=== WHAT TO PRODUCE ===
Each record below needs to be reproduced precisely, though not its pictures.

=== Referring expression pointing data ===
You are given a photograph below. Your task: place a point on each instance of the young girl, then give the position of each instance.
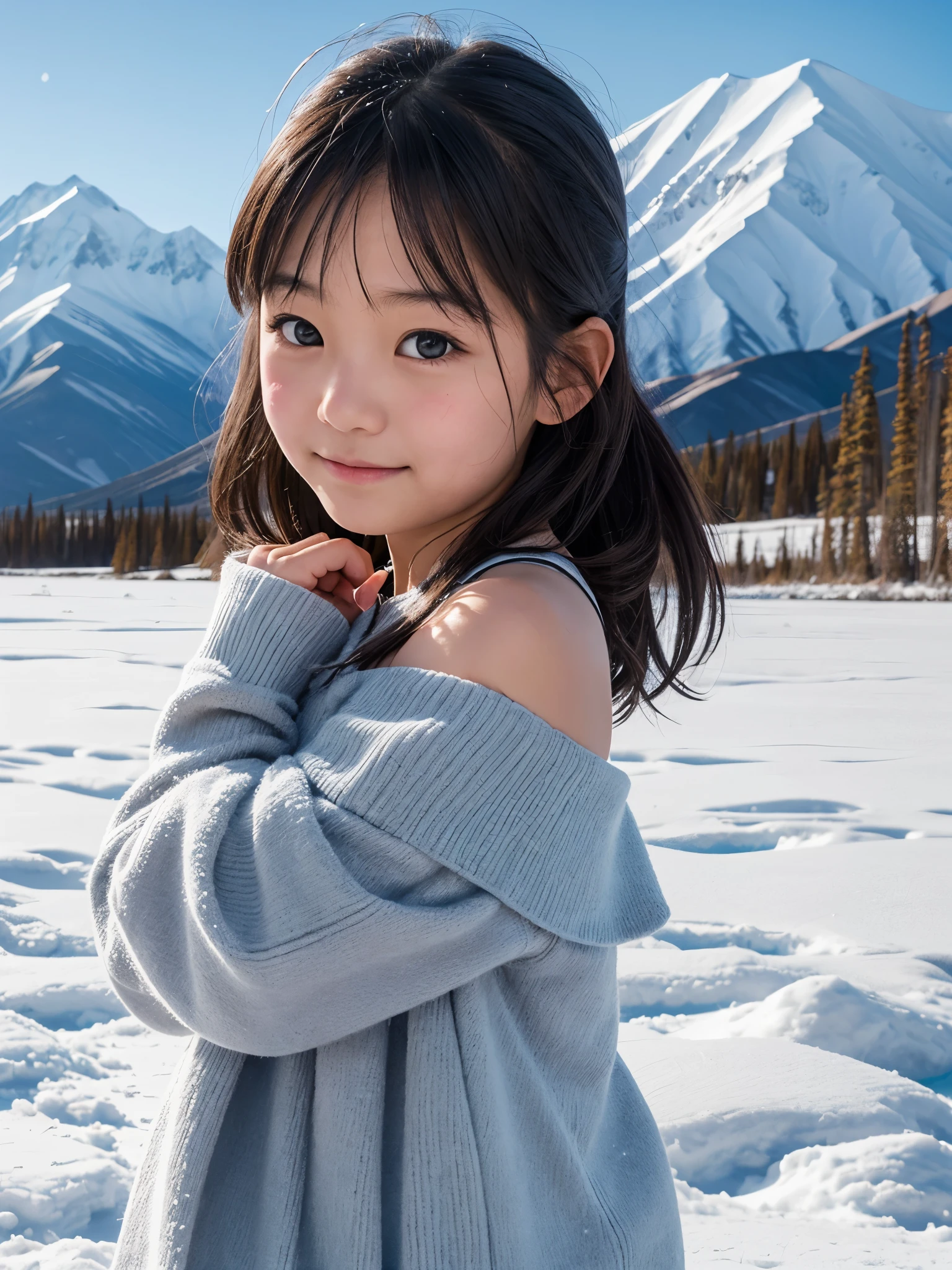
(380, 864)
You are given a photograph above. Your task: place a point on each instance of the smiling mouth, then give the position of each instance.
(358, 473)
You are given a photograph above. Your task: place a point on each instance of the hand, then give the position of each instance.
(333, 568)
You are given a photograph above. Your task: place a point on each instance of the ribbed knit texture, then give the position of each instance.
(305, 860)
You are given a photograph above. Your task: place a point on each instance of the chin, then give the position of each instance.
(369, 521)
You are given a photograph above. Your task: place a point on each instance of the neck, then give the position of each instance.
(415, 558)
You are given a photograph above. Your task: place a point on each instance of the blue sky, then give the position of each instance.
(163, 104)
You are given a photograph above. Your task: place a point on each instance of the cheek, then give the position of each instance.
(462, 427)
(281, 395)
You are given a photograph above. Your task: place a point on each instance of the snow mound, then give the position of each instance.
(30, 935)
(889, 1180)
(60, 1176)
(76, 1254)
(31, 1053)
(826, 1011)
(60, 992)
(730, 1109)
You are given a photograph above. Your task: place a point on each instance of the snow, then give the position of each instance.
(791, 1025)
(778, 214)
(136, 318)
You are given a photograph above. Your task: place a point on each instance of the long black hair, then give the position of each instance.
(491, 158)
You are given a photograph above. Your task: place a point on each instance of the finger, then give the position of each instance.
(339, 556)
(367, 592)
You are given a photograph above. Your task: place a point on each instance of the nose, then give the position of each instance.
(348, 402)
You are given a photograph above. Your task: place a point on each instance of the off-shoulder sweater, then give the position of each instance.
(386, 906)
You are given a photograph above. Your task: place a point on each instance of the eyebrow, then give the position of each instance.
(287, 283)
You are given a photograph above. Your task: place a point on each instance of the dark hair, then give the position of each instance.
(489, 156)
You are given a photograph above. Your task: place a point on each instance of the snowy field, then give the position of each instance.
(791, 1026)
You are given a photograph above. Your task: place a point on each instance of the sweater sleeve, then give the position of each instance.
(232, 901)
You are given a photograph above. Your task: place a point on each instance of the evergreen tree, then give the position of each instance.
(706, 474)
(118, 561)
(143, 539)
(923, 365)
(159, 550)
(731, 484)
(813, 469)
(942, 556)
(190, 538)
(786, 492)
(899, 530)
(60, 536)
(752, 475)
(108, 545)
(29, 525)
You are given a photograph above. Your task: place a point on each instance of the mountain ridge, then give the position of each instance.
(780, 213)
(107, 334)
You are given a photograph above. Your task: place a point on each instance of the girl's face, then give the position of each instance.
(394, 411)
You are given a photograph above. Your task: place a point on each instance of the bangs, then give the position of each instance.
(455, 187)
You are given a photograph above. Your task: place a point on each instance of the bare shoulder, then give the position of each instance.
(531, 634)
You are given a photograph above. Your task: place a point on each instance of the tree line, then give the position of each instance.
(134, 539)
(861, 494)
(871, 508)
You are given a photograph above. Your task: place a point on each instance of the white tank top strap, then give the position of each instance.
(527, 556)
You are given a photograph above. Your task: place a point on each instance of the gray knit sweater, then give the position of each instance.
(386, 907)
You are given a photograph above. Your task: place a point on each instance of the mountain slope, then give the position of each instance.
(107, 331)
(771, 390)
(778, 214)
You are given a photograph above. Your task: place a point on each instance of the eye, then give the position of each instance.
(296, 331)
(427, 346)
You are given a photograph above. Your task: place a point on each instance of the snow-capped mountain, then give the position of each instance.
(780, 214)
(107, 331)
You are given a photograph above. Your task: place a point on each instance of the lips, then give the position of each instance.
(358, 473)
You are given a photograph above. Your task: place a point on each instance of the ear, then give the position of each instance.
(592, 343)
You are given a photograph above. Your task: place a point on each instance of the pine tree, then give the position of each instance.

=== SOLUTION TO THIS TASK ===
You are given a photograph below. Your task: place a point on each instance of the young girl, then give the position of each instance.
(380, 864)
You are given a photograph above. Your task: place a point on each instance of the smiling mouth, then give the position of each instance.
(358, 473)
You are given a photograph above. Your task: place a point on each instance of the hand, then give the position of each instance.
(333, 568)
You are given a photograph above. Your task: place a point on each instance of the ribbed knit texture, then give the position of each instance.
(305, 860)
You are given a photograph above. Your task: place a point on each instance of the chin, then give the position of each instance.
(369, 521)
You are given a photograph above. Your task: place a point on each instance of the neck, then give the position of each instance.
(415, 558)
You are given a photograph above. Your task: place a point on each instance of the blue sky, then give the position of each instance.
(163, 104)
You are given a photograph above. Your task: place a point on each instance of the cheek, then give the position of each instance.
(462, 427)
(281, 395)
You are given a photograph above. Your task: place a point on each instance of the snow mound, then give the position of each instance.
(30, 935)
(889, 1180)
(60, 1176)
(76, 1254)
(31, 1053)
(826, 1011)
(60, 992)
(730, 1109)
You are given a photograph above. Your task: place a point on each instance of the snow, then give the position of each instance.
(791, 1025)
(778, 214)
(136, 318)
You are given a photograph above. Your task: place a point on each instance of the long black hair, then give the position of each instance.
(491, 158)
You are given a photograph above. Your task: place a point on each instance of the finger, then give the position of each instance.
(339, 556)
(367, 592)
You are given a photograph above. Your task: place a point on each instance of the nose, then give the position of each instance.
(348, 402)
You are given a photograph above. Your task: place a point on each instance of the off-shoulder sweater, then give the position of each instance.
(386, 906)
You are given a photograph above. Your task: place a point on each instance of the eyebrow, then give the position of each instance.
(287, 283)
You are given a photograph above. Your task: place a point on each instance of the dark hair, then give the position of each instance.
(489, 156)
You are given a photograph above. Your task: place a point on each instance of the snowy field, then give the position of each instance.
(791, 1026)
You are given a photograph above. Your task: place a point on each instance of the sweater sleeve, then give the position of each instance.
(232, 901)
You are given a photograph above. Your task: place a point on each instance of the evergreen tree, then give the position of each instance.
(706, 474)
(118, 561)
(143, 539)
(923, 365)
(159, 550)
(731, 484)
(813, 469)
(942, 556)
(190, 538)
(786, 492)
(899, 530)
(60, 536)
(752, 475)
(108, 545)
(29, 525)
You are given a photograph above. Your task: place a point on each instance of the mountain ridge, then give the position of each instance.
(780, 213)
(107, 334)
You are given a photograph above. Your task: place a point on each instance of the girl's face, then give the position of each instance.
(394, 411)
You are given a photograph above. Your task: place a point on each instance of the bangs, then give the position of each instance.
(455, 187)
You are given a photograph above. Your task: place a point on each instance of the bare shoulder, then give the position of each instance.
(531, 634)
You are given a photograph above. Your task: place a point on each instance of the tree line, then give the position of each instance.
(134, 539)
(861, 494)
(871, 508)
You are given a photograph above. Your task: place a point on each instance of the white tank top strap, then give the position of each instance.
(527, 556)
You are given a photograph above. Your task: place a point on each instance of the gray knit sweater, then give the position of each instance.
(386, 907)
You are given a photograph above. Your task: place a point on each instance of the mountain slope, then give the position of each instance.
(107, 331)
(771, 390)
(778, 214)
You are given a photograph above. Your task: place a point on each instance of the eye, then give the position of each instance.
(296, 331)
(427, 346)
You are given a photograph above. Your task: place a point on each instance of the snow-capped mountain, then give the position of each instance.
(780, 214)
(107, 331)
You are given a photograph above. Your task: place a point on each instance of the lips, then give the position of each instance.
(358, 473)
You are given a photograph above. Your task: place a point on each instance of the ear, then give the position of each instance.
(592, 343)
You are given a photograph above. Your task: place a point on each instance of the pine tree, then give the position of each instance.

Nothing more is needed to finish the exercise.